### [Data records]
::::::::::

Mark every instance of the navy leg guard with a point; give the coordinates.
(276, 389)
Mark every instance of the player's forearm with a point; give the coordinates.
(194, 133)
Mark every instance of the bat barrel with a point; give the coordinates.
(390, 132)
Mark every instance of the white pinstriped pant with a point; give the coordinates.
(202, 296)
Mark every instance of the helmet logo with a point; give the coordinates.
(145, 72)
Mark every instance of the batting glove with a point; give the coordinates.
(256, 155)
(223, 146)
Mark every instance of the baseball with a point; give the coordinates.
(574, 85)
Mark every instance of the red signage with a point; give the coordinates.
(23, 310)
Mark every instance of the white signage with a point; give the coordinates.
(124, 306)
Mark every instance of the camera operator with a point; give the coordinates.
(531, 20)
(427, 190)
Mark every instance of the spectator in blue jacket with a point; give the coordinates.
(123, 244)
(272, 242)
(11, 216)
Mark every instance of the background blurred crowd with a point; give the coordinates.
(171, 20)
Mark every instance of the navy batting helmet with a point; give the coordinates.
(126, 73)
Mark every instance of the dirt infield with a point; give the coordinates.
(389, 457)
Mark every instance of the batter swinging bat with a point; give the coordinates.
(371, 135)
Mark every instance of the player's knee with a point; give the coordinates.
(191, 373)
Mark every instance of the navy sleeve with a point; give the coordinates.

::::::::::

### [Exercise prompt]
Please output only the lines from the one holding "Mark every instance of the helmet" to the end of the records, first and last included, exactly as they appear.

### [Exercise answer]
Mark every instance of the helmet logo with a point; give the coordinates.
(145, 72)
Mark every instance of the batting glove with a point; give the coordinates.
(256, 155)
(223, 146)
Mark every instance of the baseball with a point; give the coordinates.
(574, 85)
Mark every instance of the red signage with a point; give the coordinates.
(23, 310)
Mark every instance of the white signage with a point; give the coordinates.
(124, 306)
Mark every instance of the camera operator with a point; give the coordinates.
(531, 20)
(427, 190)
Mark every instance of the spectator in blue jacket with a point; give the coordinates.
(123, 244)
(272, 242)
(11, 216)
Mark every instance of the background blurred crowd with a point; give the coordinates.
(171, 20)
Mark every instance of the navy batting helmet with a point; give the coordinates.
(126, 73)
Mark every instance of the dirt infield with a point; give the coordinates.
(389, 457)
Mark every instance of the batter swinging bat with a point; give the coordinates.
(371, 135)
Mark every instance of the player's knee with a point; give the coordinates.
(191, 373)
Mark every instance of the navy sleeve with a point; give the coordinates.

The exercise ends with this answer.